__SOAL A__: Menurut teks tentang etika bisnis, apa yang menentukan baik atau buruknya jalan yang ditempuh manusia untuk memenuhi kepuasannya?

__KUTIPAN TEKS__:
ETIKA BISNIS
Angga Yuda Prawira
1114215012
BAB I
PENDAHULUAN
A.
Latar Belakang
Manusia yang memiliki kebutuhan tak terbatas akan
mendapatkan kendala dalam memenuhinya akibat sumber daya yang terbatas
jumlahnya. Manusia akan berusaha melakukan apapun untuk mendapatkan
keinginannya, dengan cara baik maupun buruk. Baik atau buruknya jalan yang
ditempuh manusia untuk memenuhi kepuasannya akan bergantung pada etika
masing-masing manusia. Banyak yang akhirnya menempuh jalan yang buruk untuk
kepuasannya yang mungkin muncul akibat rasa frustasi akan kebaikan atau
ketidaktahuan akan keburukan. Memikirkan perut sendiri tanpa memahami perasaan
orang lain yang tersakiti ataupun materi yang merugi merupakan contoh riil yang
terjadi saat ini.
Perilaku manusia yang terkesan mengais uang dengan
membabi-buta untuk kebutuhannya merupakan indikator kealpaan manusia akan
tujuan hidupnya. Keadaan pun semakin memburuk karena selain kealpaan, manusia
juga sudah tak melihat pedoman etika dalam hidupnya. Etika sudah tak dianggap
penting lagi, semuanya bebas dilakukan tanpa harus mengikuti aturan, tanpa
harus beretika.

__SOAL B__: Tuliskan semua baris data yang memuat kata "green".

__DATA YANG DIGUNAKAN__:
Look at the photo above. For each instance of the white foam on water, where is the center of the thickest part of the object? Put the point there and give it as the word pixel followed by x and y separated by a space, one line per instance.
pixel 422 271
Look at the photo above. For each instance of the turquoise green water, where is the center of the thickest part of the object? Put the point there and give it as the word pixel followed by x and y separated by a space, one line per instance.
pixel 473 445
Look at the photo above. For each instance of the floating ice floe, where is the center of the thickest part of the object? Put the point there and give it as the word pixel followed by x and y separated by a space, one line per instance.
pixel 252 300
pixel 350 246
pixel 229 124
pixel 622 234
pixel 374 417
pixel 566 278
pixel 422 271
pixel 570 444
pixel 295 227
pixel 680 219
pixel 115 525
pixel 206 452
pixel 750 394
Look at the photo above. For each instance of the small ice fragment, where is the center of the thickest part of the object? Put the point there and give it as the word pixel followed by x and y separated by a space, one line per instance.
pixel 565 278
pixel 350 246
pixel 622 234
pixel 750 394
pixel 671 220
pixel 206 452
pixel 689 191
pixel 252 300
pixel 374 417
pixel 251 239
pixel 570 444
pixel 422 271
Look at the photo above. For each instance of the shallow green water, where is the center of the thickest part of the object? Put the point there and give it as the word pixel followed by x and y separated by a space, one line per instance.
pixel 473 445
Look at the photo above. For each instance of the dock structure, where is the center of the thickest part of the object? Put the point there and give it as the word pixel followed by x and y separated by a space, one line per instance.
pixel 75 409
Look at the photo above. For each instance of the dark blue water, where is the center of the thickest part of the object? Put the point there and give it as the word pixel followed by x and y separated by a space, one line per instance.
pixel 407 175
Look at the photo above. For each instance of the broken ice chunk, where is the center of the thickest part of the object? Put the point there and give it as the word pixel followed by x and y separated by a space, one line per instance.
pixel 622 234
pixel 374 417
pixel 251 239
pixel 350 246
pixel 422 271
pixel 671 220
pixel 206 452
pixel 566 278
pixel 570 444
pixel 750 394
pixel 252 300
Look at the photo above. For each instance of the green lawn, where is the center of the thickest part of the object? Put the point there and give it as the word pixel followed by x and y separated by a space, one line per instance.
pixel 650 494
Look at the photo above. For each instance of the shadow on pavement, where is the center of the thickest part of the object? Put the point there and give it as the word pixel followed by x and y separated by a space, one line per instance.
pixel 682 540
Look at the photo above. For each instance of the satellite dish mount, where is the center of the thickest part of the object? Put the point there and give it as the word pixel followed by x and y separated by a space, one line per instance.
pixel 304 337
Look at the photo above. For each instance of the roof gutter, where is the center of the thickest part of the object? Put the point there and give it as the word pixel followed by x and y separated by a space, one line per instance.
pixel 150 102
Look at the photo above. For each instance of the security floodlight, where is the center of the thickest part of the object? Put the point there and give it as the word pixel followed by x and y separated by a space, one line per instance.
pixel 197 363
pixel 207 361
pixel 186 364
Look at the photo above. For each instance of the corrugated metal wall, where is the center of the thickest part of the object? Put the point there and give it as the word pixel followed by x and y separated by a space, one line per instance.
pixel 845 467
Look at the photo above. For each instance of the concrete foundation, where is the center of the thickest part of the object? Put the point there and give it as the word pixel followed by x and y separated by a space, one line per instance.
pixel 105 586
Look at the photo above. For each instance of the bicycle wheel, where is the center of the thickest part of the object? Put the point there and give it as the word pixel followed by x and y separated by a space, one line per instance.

__JAWABAN LENGKAP A__: Etika masing-masing manusia.

__JAWABAN LENGKAP B__:
Look at the photo above. For each instance of the turquoise green water, where is the center of the thickest part of the object? Put the point there and give it as the word pixel followed by x and y separated by a space, one line per instance.
Look at the photo above. For each instance of the shallow green water, where is the center of the thickest part of the object? Put the point there and give it as the word pixel followed by x and y separated by a space, one line per instance.
Look at the photo above. For each instance of the green lawn, where is the center of the thickest part of the object? Put the point there and give it as the word pixel followed by x and y separated by a space, one line per instance.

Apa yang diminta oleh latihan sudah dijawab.